● **GIVEN INSTRUCTION**
Quote, word for word, every line starting at the line that contains "Reviewer check: every instance of the door handle" and ending with the last line of the records; include both of these lines and no others.

● **TASK INPUT**
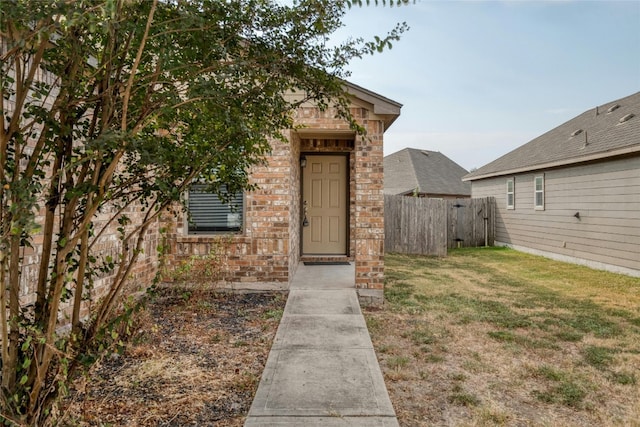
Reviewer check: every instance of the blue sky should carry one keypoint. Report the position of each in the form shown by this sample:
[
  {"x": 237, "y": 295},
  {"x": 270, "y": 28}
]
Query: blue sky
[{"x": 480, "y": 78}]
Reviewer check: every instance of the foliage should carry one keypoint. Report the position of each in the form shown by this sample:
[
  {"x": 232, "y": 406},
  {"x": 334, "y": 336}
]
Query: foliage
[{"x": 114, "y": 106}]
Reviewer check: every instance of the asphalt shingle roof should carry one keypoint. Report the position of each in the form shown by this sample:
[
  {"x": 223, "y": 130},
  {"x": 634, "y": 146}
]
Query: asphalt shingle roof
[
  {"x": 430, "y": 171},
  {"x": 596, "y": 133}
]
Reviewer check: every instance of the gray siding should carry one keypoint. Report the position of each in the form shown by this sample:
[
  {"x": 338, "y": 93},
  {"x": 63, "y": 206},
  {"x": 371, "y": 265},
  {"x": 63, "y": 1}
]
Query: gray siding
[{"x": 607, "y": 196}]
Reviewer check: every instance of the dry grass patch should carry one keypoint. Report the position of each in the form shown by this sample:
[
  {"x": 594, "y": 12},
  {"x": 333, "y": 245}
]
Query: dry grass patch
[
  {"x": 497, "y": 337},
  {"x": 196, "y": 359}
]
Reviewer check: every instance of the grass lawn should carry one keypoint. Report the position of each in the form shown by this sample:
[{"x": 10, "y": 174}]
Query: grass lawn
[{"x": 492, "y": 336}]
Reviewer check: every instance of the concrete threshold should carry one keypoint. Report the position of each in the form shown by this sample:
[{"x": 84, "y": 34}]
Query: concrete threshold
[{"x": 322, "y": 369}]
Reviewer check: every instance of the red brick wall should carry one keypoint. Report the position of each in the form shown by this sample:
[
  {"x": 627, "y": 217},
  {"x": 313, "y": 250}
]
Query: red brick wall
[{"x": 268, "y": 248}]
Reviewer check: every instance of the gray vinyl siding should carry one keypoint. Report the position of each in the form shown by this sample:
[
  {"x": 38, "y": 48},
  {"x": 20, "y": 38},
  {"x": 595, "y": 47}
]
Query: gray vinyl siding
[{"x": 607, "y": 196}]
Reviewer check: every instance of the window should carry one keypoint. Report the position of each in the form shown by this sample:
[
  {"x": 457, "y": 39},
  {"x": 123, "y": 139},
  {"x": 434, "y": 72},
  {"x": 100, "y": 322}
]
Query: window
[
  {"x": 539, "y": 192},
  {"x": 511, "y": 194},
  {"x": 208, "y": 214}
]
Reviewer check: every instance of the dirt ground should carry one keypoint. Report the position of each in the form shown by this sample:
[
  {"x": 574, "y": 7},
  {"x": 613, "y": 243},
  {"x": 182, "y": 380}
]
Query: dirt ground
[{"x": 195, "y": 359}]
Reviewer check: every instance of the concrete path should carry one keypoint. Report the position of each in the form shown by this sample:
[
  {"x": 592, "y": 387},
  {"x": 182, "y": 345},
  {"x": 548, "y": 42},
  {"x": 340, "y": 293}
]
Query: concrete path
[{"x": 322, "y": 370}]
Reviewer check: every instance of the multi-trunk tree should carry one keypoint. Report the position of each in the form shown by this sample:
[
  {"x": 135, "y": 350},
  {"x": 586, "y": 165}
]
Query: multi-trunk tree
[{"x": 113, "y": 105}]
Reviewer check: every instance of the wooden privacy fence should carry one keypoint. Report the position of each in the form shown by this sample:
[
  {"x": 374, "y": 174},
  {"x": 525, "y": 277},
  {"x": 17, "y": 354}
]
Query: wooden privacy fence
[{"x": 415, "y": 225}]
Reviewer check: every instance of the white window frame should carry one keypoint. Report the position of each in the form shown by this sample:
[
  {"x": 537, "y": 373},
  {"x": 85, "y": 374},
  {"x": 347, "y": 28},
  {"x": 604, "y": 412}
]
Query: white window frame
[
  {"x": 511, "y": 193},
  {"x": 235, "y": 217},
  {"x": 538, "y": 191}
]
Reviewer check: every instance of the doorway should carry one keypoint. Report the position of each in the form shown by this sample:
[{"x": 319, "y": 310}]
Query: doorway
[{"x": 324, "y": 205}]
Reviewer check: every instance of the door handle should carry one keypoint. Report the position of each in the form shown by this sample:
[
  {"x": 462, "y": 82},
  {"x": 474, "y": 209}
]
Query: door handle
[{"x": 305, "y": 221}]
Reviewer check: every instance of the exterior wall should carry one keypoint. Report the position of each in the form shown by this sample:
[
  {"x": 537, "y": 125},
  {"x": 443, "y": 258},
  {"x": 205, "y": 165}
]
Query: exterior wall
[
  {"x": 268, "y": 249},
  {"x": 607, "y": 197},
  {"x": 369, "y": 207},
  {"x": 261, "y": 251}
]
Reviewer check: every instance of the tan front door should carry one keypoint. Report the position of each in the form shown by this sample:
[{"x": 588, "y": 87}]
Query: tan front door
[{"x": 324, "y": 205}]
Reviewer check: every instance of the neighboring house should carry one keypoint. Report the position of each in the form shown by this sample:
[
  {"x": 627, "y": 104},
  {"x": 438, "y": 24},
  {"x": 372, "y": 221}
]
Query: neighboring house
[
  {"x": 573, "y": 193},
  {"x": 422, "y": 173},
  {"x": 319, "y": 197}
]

● **FULL SOLUTION**
Reviewer check: every instance of the door handle should carry one keypoint. Report the position of each in the form shown by this sample:
[
  {"x": 462, "y": 82},
  {"x": 474, "y": 209}
]
Query: door handle
[{"x": 305, "y": 221}]
Reviewer check: every instance of the exterior wall should carry one keypoint. Report the position of each in the form shown by this sample:
[
  {"x": 537, "y": 125},
  {"x": 443, "y": 258},
  {"x": 205, "y": 165}
]
Query: exterior wall
[
  {"x": 268, "y": 249},
  {"x": 607, "y": 197},
  {"x": 369, "y": 207},
  {"x": 261, "y": 251}
]
Reviewer check: every instance of the tan front door should carry one keypoint. Report the position of each in the form shown by this sample:
[{"x": 588, "y": 87}]
Query: tan front door
[{"x": 324, "y": 205}]
Reviewer check: every instance of the neighboring house should carry one keypoint. Report the position of each in the form shown by this sample:
[
  {"x": 627, "y": 104},
  {"x": 438, "y": 24},
  {"x": 372, "y": 221}
]
Query: neighboring house
[
  {"x": 573, "y": 193},
  {"x": 422, "y": 173},
  {"x": 319, "y": 197}
]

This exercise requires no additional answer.